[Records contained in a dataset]
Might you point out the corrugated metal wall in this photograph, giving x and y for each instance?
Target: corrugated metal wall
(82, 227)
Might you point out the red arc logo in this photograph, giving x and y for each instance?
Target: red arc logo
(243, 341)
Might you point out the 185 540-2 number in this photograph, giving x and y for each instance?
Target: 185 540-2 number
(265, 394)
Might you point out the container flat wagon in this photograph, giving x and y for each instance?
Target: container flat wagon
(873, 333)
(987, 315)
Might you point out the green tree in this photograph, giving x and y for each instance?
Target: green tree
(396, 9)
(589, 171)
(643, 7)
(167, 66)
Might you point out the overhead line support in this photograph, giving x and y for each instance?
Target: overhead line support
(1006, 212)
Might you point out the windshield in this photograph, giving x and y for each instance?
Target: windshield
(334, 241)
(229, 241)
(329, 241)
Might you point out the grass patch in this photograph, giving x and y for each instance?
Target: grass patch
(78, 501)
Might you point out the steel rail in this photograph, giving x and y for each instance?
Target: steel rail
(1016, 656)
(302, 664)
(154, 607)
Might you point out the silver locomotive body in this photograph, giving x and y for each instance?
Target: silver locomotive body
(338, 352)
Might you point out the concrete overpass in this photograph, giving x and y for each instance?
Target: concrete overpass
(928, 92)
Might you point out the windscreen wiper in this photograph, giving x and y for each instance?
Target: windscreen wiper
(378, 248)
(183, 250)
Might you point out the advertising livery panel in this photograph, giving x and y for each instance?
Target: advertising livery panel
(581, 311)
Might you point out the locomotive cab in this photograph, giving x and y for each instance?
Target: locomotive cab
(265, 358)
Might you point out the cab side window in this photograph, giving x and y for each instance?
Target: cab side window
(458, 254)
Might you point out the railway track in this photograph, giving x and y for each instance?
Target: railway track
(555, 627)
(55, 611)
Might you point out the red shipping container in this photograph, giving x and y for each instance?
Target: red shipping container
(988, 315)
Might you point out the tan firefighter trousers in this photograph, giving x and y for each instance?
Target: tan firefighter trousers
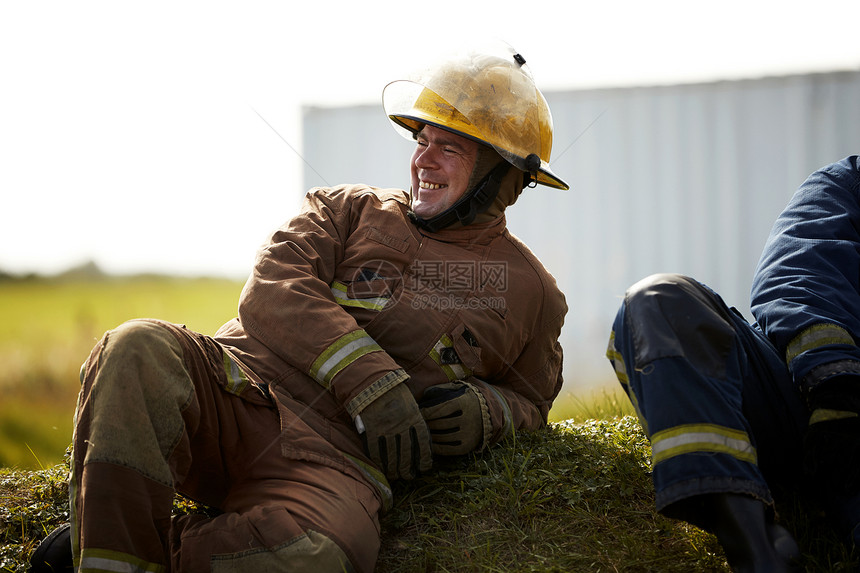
(158, 413)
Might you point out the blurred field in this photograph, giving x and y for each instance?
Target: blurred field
(48, 328)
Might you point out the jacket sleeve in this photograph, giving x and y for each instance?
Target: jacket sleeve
(521, 400)
(806, 290)
(289, 306)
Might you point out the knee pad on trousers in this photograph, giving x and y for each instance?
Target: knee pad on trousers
(675, 316)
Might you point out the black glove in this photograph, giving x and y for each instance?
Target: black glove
(453, 415)
(395, 435)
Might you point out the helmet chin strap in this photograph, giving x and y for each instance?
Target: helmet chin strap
(469, 205)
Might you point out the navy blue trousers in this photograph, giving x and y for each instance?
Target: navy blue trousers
(713, 395)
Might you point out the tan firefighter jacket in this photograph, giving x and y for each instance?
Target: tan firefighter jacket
(350, 298)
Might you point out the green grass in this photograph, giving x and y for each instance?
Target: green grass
(575, 497)
(48, 330)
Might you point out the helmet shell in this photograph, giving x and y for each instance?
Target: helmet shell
(487, 95)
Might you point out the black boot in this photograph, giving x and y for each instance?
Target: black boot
(831, 450)
(54, 553)
(752, 542)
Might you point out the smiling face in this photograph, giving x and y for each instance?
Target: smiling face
(441, 166)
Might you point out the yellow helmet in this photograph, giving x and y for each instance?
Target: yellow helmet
(489, 96)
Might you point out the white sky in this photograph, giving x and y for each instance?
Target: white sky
(130, 134)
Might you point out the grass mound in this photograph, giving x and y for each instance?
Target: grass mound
(574, 497)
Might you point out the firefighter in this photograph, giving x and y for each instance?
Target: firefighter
(735, 411)
(378, 328)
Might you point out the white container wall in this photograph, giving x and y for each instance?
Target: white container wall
(684, 178)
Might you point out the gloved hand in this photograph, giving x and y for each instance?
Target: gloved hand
(395, 435)
(453, 415)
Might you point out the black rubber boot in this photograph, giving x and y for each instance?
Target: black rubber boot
(751, 541)
(54, 553)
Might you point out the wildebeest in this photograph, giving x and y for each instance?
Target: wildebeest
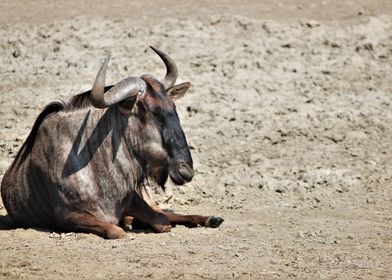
(85, 164)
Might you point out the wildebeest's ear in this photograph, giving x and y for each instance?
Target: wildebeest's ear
(178, 91)
(127, 105)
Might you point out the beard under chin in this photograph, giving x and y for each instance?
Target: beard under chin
(159, 175)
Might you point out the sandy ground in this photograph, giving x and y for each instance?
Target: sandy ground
(289, 118)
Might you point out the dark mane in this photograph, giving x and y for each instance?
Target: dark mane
(79, 101)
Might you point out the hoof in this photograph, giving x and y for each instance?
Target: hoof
(161, 228)
(214, 221)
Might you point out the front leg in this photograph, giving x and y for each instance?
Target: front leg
(141, 211)
(185, 220)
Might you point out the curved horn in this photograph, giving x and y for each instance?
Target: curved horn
(126, 88)
(171, 68)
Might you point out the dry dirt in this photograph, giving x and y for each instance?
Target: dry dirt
(289, 119)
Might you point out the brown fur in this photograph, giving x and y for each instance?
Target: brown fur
(84, 169)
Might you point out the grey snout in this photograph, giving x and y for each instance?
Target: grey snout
(185, 171)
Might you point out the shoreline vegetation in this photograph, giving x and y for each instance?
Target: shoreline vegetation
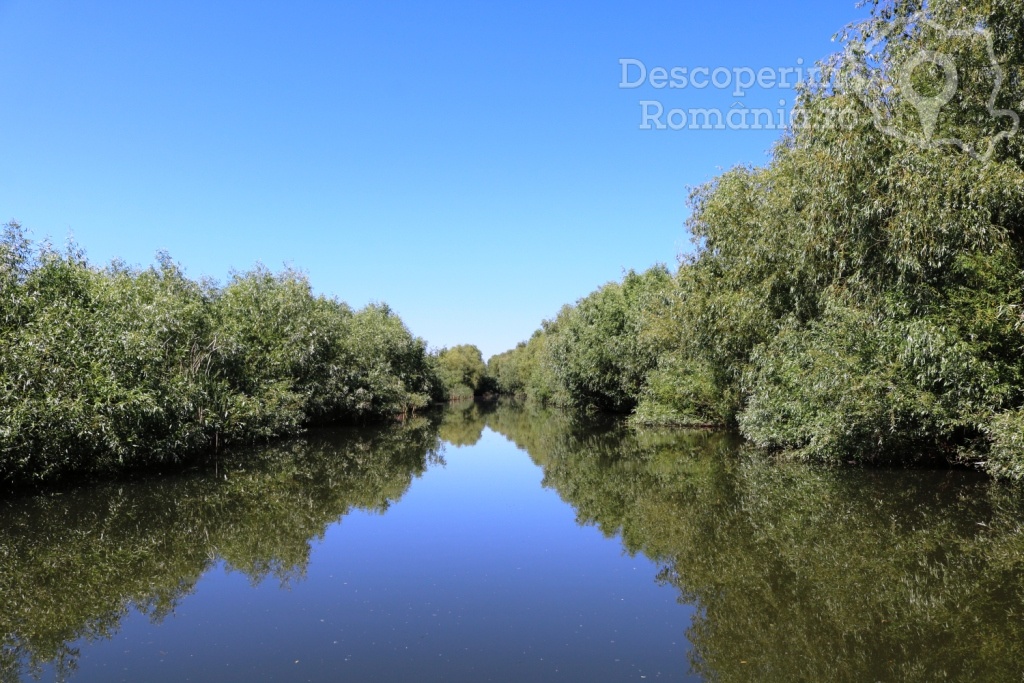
(860, 298)
(104, 370)
(857, 300)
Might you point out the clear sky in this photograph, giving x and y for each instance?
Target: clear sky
(473, 164)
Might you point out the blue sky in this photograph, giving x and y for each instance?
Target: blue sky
(475, 165)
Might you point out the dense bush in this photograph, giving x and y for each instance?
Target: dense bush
(462, 372)
(858, 298)
(102, 369)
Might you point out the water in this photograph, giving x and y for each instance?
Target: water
(503, 544)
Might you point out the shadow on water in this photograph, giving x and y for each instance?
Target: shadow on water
(73, 565)
(798, 573)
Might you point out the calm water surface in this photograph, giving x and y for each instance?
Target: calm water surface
(503, 544)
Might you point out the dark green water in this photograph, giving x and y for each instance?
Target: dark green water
(500, 544)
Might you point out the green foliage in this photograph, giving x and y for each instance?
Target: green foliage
(801, 573)
(103, 369)
(860, 297)
(462, 372)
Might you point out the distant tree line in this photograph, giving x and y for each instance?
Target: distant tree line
(108, 368)
(861, 296)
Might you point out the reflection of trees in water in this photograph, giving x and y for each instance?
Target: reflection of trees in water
(804, 573)
(72, 566)
(798, 573)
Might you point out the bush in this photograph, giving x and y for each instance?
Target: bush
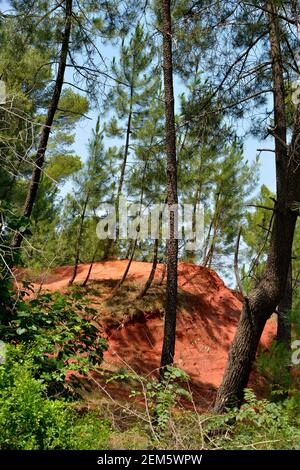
(57, 330)
(29, 420)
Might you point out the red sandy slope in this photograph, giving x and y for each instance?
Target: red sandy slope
(205, 326)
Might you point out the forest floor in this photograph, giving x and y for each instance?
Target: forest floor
(208, 313)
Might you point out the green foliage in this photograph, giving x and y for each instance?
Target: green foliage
(159, 396)
(59, 334)
(258, 424)
(29, 420)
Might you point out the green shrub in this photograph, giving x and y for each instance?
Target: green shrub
(29, 420)
(57, 330)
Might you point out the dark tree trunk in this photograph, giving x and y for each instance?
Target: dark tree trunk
(284, 332)
(45, 133)
(78, 241)
(91, 265)
(152, 272)
(122, 280)
(168, 349)
(263, 300)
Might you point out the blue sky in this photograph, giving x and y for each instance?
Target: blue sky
(251, 144)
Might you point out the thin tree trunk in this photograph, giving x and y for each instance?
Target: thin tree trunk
(168, 349)
(236, 263)
(284, 332)
(44, 137)
(78, 241)
(125, 156)
(263, 300)
(215, 225)
(163, 274)
(152, 272)
(91, 265)
(122, 280)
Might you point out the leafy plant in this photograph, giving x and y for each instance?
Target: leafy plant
(29, 420)
(57, 331)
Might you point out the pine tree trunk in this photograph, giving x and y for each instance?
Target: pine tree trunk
(152, 272)
(91, 265)
(263, 300)
(44, 137)
(122, 280)
(78, 241)
(168, 349)
(284, 332)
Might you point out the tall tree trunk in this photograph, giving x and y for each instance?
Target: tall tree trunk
(168, 348)
(122, 280)
(152, 272)
(284, 332)
(78, 240)
(263, 300)
(45, 133)
(91, 265)
(125, 156)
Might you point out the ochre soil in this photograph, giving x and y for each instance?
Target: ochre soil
(207, 318)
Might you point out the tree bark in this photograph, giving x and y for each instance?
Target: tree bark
(152, 272)
(262, 301)
(168, 349)
(44, 137)
(91, 265)
(122, 280)
(78, 240)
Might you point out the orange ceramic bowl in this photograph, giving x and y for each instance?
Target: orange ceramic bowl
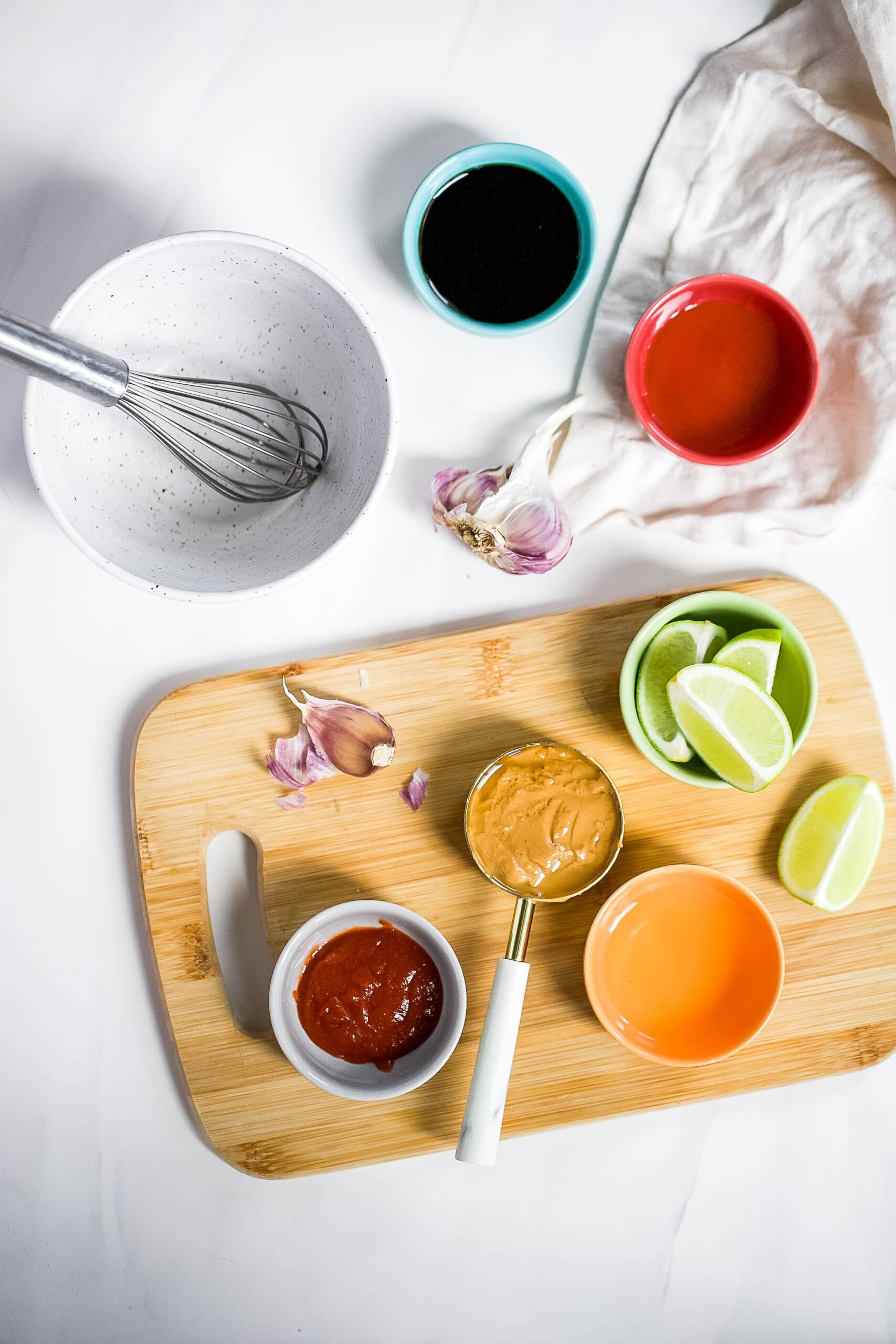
(684, 965)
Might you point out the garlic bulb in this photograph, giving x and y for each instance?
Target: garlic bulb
(333, 738)
(510, 515)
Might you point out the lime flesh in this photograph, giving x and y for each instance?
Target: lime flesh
(675, 647)
(733, 725)
(754, 654)
(832, 843)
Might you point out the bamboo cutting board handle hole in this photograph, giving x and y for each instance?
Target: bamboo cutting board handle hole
(238, 929)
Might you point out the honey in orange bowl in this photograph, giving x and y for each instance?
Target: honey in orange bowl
(684, 965)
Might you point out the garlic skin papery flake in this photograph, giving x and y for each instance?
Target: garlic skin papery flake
(510, 515)
(335, 737)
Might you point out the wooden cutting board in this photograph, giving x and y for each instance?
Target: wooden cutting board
(456, 702)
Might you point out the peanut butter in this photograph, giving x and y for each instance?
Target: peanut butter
(544, 822)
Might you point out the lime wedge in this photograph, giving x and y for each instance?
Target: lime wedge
(754, 654)
(676, 647)
(734, 725)
(832, 843)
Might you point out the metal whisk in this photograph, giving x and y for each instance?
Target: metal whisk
(245, 441)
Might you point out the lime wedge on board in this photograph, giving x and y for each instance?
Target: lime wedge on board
(676, 647)
(832, 843)
(733, 725)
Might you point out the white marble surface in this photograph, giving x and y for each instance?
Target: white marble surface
(762, 1218)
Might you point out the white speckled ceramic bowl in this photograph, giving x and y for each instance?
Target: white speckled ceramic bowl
(213, 304)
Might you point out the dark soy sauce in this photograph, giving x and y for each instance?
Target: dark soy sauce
(500, 244)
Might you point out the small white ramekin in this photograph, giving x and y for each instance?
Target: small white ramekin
(366, 1083)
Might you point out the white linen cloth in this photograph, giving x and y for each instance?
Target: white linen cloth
(778, 163)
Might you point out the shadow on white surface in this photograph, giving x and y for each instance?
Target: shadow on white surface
(394, 176)
(54, 234)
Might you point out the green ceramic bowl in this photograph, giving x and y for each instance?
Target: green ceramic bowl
(796, 680)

Assignment =>
Your response should hold only an exact copy of the lines above, from the one containing "Target: wooden cutting board" through the end of the entries.

Written solution =>
Target: wooden cutting board
(456, 702)
Might you point out the peanut butter in this photograph, giving x and y for each instance?
Target: peanut butter
(544, 822)
Might you point out the lime wedge in this photograph, giving x and y for each instance?
Target: lime wedge
(754, 654)
(676, 647)
(734, 725)
(832, 843)
Might you point out the metal whisk in this photograph, giving x and y for each instance?
Target: metal whisk
(245, 441)
Might you point out the lime wedge on board in this photograph, giving x and y for each instance?
Target: lime wedge on board
(676, 647)
(832, 843)
(733, 725)
Might you point out the white marble surface in this photograph, giving x and y for each instance?
Target: white marble surface
(762, 1218)
Might you point out the white speckled ceramic bowl in this photograph, giving x and y for each instance?
Target: white speckled ceramic bowl
(213, 304)
Might you point out the dark soy sauce in this photograph, giving x and y for each instance?
Target: dark soy sauce
(500, 244)
Might you point out the small white ramekin in this photograph, giving x and y for each instance?
Target: small white ramekin
(366, 1083)
Might you point out the white linen cloth in this photograph, giving x and y for each instance?
Target: white linen cloth
(778, 163)
Might you point out the shadow on white surface in this photograph, giving x and y for each instance?
Target: shadow on white surface
(394, 176)
(54, 234)
Might you point out the green ceramic bowl in this photograph, giving x and y for each instance?
Target: green ceramic bowl
(796, 680)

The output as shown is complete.